Without altering anything, repeat each of the records.
== DATA LISTING ==
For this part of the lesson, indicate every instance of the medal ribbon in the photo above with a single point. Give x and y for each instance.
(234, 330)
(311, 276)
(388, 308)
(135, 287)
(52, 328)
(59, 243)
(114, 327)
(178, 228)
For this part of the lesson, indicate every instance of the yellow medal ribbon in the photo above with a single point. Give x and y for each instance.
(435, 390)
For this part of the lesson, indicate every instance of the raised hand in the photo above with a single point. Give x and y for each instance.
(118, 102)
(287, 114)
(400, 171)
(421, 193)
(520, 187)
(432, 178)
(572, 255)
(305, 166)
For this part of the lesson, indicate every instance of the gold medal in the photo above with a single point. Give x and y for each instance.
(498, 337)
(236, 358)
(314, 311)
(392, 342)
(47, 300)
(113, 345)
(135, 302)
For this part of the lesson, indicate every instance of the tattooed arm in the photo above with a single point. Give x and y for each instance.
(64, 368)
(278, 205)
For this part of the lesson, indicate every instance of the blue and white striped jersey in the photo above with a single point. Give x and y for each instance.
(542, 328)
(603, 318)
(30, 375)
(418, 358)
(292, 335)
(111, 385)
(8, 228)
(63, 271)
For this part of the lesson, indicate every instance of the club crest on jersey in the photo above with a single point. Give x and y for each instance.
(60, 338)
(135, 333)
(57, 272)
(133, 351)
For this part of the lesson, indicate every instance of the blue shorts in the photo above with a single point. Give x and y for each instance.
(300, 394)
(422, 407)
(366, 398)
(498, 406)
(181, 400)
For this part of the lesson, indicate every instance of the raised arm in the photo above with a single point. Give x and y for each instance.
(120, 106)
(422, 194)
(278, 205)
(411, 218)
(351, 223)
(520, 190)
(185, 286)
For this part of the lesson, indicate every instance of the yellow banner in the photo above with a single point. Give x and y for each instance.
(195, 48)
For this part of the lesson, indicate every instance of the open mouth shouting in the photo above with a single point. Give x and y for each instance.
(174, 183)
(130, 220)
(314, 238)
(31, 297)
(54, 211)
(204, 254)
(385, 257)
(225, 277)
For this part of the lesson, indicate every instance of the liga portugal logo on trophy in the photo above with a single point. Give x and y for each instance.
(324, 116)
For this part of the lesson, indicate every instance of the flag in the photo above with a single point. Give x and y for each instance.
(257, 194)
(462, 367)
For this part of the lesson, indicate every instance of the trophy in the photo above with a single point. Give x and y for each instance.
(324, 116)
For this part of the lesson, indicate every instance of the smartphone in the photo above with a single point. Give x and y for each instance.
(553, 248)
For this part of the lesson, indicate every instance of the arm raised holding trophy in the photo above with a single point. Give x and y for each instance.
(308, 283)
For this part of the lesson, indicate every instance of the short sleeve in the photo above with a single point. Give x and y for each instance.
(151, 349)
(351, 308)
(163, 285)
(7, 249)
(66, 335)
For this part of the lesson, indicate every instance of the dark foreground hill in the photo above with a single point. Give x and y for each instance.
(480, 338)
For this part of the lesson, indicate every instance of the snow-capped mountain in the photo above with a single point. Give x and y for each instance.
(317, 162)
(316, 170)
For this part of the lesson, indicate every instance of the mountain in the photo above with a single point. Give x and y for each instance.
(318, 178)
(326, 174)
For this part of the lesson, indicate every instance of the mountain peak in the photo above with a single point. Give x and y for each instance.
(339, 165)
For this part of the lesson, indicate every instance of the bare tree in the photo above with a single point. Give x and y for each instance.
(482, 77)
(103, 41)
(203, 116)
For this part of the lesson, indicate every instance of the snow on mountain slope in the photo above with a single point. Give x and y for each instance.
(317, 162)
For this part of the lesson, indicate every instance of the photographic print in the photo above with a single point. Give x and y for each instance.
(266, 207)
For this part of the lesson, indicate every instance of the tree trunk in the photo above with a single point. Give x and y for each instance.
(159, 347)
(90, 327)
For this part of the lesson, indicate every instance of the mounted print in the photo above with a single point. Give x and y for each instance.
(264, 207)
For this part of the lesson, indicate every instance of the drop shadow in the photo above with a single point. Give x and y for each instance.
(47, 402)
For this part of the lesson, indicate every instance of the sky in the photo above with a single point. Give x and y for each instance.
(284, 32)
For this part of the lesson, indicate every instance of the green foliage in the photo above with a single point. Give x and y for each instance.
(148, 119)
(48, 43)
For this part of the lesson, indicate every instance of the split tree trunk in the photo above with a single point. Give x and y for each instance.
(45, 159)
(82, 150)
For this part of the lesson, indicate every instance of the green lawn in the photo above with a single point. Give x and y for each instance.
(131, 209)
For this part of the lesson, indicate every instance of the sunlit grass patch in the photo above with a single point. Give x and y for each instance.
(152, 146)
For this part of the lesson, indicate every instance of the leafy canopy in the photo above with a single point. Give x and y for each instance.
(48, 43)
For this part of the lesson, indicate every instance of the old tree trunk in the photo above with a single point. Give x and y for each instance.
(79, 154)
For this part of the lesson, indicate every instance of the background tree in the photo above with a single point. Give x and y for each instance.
===
■ **RESPONSE FOR THIS EXERCISE**:
For this part of the lesson, indicate every instance of the medal ribbon in the photo above with a single point. Give x and y for each instance.
(234, 330)
(311, 276)
(388, 308)
(135, 287)
(52, 328)
(59, 243)
(114, 327)
(178, 228)
For this part of the lesson, indicate every instance of the yellow medal ribbon in the photo above with a single point. Give x and y for each instance.
(435, 390)
For this part of the lesson, indicate every instance of the raised hand in the photo above with a single point. Give x and y for each instance.
(118, 102)
(287, 114)
(400, 171)
(421, 193)
(520, 187)
(432, 178)
(572, 255)
(305, 166)
For this part of the lesson, indicate every instance of the gold medal in the photo above with a single point. Give x and y for each instance.
(498, 337)
(236, 358)
(314, 311)
(392, 342)
(47, 300)
(113, 345)
(135, 302)
For this part of the lesson, indicate every instance of the tattooed arm in the photo above with a single point. Give x and y for each instance.
(64, 368)
(278, 205)
For this part of the lesson, indicate every instance of the blue and white striped jersey in the photo above with a single point. Give x and y for each instance.
(542, 328)
(603, 318)
(30, 375)
(418, 358)
(292, 335)
(111, 385)
(8, 228)
(63, 271)
For this part of the lesson, indicate every instance of the club crest on jersey in the photo above with a single point. Give x and y for each instance.
(60, 338)
(135, 333)
(57, 272)
(133, 351)
For this part of the lesson, indicate every instance of the blue shorts in the photo above with a single point. Give x and y for each instance.
(300, 394)
(422, 407)
(366, 398)
(498, 406)
(181, 400)
For this part of the lesson, indicate every instance of the raised arm in the photo above with a single point. Give x and y for each instance.
(120, 106)
(422, 194)
(278, 205)
(411, 218)
(351, 223)
(520, 190)
(185, 286)
For this part of the lesson, indicate every instance of the yellow banner in the photo above with a single point. Give x and y for each instance.
(195, 48)
For this part of the lesson, indicate every instance of the open mouth shouting in the photo above with a single point. Give x and y for each instance.
(174, 183)
(130, 220)
(314, 238)
(31, 297)
(54, 211)
(204, 254)
(385, 257)
(225, 277)
For this part of the lesson, indicate every instance of the liga portugal logo on trophy in the photo above with a single point. Give x and y for each instance.
(324, 116)
For this part of the lesson, indicate every instance of the flag in the photo above with a single point. Give x and y for each instance.
(257, 194)
(462, 367)
For this part of the lesson, indicate every instance of the trophy in the photo above with a single point. Give x and y for each instance.
(324, 116)
For this part of the lesson, indicate every instance of the smartphone in the photo above with a single point. Give x and y for each instance.
(553, 248)
For this part of the lesson, indicate every instance of the arm raised holding trophy in the photo above with a single point. Give x and y for each instance.
(308, 283)
For this part of the lesson, indicate every instance of the short sleeve in the photo above with a single point. Give x and y for each instance.
(151, 349)
(351, 308)
(163, 285)
(7, 249)
(66, 335)
For this part of the lesson, indicate every instance of the dark foreground hill in the photo above with a single point. Give x and y for each instance.
(480, 338)
For this part of the lesson, indicate every instance of the snow-capped mountain in the photo above with a single point. Give x and y for each instance.
(317, 162)
(316, 170)
For this part of the lesson, indicate every instance of the mountain in the photo above with a single point. Give x and y for each instance.
(318, 178)
(326, 174)
For this part of the lesson, indicate every instance of the mountain peak in the photo above with a single point. Give x and y for each instance.
(339, 165)
For this part of the lesson, indicate every instance of the bare tree in the photo above with a single point. Give x and y for each instance.
(482, 77)
(103, 41)
(203, 116)
For this part of the lesson, indicate every instance of the snow on mountain slope in the photo above with a single point. Give x and y for each instance.
(317, 162)
For this part of the lesson, indicate every instance of the photographic print in the photo above with a single point. Give x and y for each instance.
(266, 207)
For this part of the lesson, indicate every instance of the tree trunk in the photo above with a single point. Give x and y for each instance.
(159, 347)
(90, 327)
For this part of the lesson, indicate every instance of the mounted print in the photo above with a single point. Give x and y for each instance.
(264, 207)
For this part of the lesson, indicate every instance of the drop shadow in the photo above with a single point. Give x and y for each instance.
(47, 402)
For this part of the lesson, indicate every instance of the sky in the photo above with a single point. Give x and y for each instance.
(284, 32)
For this part of the lesson, indicate every instance of the green foliage in the photo above with a single point. Give x and y for each instance.
(148, 119)
(48, 43)
For this part of the lesson, indicate every instance of the split tree trunk in the photo above with a single point. Give x and y for each instance.
(45, 159)
(82, 150)
For this part of the lesson, indicate every instance of the green lawn in the photo above with a single point. Give x and y for each instance.
(131, 209)
For this part of the lesson, indicate every instance of the sunlit grass patch in the photo above with a single point. Give x and y for each instance.
(152, 146)
For this part of the lesson, indicate every instance of the leafy canopy in the photo above with a single point. Give x and y for each instance.
(48, 43)
For this part of the lesson, indicate every instance of the old tree trunk in the photo above with a single point. Give x and y for each instance.
(79, 154)
For this part of the lesson, indicate every instance of the background tree in the photo above with a single point. Give x and y for each instance.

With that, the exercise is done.